**Exercise objective:**
Identify every line in the records below that contains the word "shorts", and reproduce each one.

━━━━━━━━━━━━━━━━

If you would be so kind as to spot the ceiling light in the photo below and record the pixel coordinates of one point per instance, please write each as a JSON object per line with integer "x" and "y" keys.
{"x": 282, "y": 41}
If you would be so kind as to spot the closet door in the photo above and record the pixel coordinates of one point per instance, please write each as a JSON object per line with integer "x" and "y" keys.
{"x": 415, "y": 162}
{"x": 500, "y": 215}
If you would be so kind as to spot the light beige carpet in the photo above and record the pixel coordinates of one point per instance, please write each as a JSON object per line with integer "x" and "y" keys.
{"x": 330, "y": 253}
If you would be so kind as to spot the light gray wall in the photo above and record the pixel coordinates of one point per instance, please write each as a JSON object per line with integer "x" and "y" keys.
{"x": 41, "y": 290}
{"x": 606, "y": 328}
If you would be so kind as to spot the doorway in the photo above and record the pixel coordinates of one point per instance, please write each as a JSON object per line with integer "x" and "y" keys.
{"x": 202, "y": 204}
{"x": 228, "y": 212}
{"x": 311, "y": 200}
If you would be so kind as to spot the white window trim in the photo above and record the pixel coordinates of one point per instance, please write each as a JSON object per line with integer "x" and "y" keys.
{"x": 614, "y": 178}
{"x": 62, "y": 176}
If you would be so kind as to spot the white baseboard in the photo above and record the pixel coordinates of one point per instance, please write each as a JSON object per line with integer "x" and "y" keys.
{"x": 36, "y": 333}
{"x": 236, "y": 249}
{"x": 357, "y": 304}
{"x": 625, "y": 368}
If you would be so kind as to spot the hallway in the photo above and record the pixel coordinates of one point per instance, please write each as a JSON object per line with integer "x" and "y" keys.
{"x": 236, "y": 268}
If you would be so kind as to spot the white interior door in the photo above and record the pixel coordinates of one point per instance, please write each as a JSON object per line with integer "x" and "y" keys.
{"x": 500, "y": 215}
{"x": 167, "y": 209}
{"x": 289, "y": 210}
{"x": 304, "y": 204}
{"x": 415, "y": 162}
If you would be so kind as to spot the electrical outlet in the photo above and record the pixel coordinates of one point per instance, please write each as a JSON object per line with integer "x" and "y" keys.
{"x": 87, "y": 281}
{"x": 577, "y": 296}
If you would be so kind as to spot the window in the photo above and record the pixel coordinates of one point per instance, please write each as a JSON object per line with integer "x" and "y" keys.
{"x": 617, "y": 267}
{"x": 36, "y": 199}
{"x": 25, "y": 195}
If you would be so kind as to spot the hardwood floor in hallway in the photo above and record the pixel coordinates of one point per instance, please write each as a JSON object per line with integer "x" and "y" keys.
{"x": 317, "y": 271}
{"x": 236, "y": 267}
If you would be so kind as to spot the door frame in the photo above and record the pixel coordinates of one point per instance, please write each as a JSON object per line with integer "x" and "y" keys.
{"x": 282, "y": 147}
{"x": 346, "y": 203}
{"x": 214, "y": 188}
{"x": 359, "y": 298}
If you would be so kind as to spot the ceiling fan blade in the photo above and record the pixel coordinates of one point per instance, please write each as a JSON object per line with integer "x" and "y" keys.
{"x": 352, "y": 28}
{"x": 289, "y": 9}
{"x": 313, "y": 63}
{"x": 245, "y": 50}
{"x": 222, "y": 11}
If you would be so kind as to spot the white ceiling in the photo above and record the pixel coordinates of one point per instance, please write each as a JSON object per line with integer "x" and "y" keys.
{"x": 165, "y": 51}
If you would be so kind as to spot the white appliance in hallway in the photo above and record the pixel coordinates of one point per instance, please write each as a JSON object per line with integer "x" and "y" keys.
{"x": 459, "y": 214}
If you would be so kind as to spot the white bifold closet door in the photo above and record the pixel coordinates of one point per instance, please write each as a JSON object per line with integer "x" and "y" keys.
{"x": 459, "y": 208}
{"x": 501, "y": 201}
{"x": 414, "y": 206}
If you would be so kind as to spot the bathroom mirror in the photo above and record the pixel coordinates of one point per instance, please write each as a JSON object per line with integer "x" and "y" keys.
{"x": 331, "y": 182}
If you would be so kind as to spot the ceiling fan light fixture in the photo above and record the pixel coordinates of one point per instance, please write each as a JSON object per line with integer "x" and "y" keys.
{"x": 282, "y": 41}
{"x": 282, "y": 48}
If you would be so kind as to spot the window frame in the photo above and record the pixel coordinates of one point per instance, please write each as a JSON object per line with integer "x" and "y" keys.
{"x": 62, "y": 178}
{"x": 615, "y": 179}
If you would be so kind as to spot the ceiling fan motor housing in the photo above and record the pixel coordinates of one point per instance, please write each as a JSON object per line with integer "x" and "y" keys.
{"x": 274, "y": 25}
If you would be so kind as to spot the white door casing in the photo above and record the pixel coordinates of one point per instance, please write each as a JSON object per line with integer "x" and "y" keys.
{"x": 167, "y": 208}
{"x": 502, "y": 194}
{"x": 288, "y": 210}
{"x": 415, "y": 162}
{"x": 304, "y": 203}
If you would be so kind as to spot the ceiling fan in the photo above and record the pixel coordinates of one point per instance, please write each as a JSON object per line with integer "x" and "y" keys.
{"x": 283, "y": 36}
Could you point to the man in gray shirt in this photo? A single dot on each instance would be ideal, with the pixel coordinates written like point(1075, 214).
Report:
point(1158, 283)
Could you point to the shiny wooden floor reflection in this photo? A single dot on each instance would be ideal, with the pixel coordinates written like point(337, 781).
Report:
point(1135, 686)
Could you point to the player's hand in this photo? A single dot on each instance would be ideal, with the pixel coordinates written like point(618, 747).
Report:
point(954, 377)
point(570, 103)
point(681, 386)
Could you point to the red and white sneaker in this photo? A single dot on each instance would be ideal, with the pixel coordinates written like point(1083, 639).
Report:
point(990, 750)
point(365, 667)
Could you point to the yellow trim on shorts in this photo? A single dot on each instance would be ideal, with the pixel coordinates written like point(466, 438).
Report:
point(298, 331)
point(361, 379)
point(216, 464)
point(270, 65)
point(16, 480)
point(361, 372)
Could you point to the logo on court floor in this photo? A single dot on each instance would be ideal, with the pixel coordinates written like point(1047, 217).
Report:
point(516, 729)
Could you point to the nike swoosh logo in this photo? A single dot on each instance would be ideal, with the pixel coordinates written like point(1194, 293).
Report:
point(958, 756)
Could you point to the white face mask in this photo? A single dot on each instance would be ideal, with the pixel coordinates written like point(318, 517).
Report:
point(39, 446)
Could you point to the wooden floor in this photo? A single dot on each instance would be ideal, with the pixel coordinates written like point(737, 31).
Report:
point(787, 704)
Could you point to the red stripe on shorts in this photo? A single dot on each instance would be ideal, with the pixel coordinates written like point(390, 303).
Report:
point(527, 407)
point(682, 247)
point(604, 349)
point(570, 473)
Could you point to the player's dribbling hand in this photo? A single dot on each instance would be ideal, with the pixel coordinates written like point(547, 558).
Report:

━━━━━━━━━━━━━━━━

**Written solution:**
Could you point to the yellow trim on shorts in this photo? A single dot on each instance would be ideal, with the pixel coordinates written like point(466, 438).
Could you point to the red stripe on shorts in this photo? A single dot on each instance would be ideal, with the pixel coordinates written like point(390, 303).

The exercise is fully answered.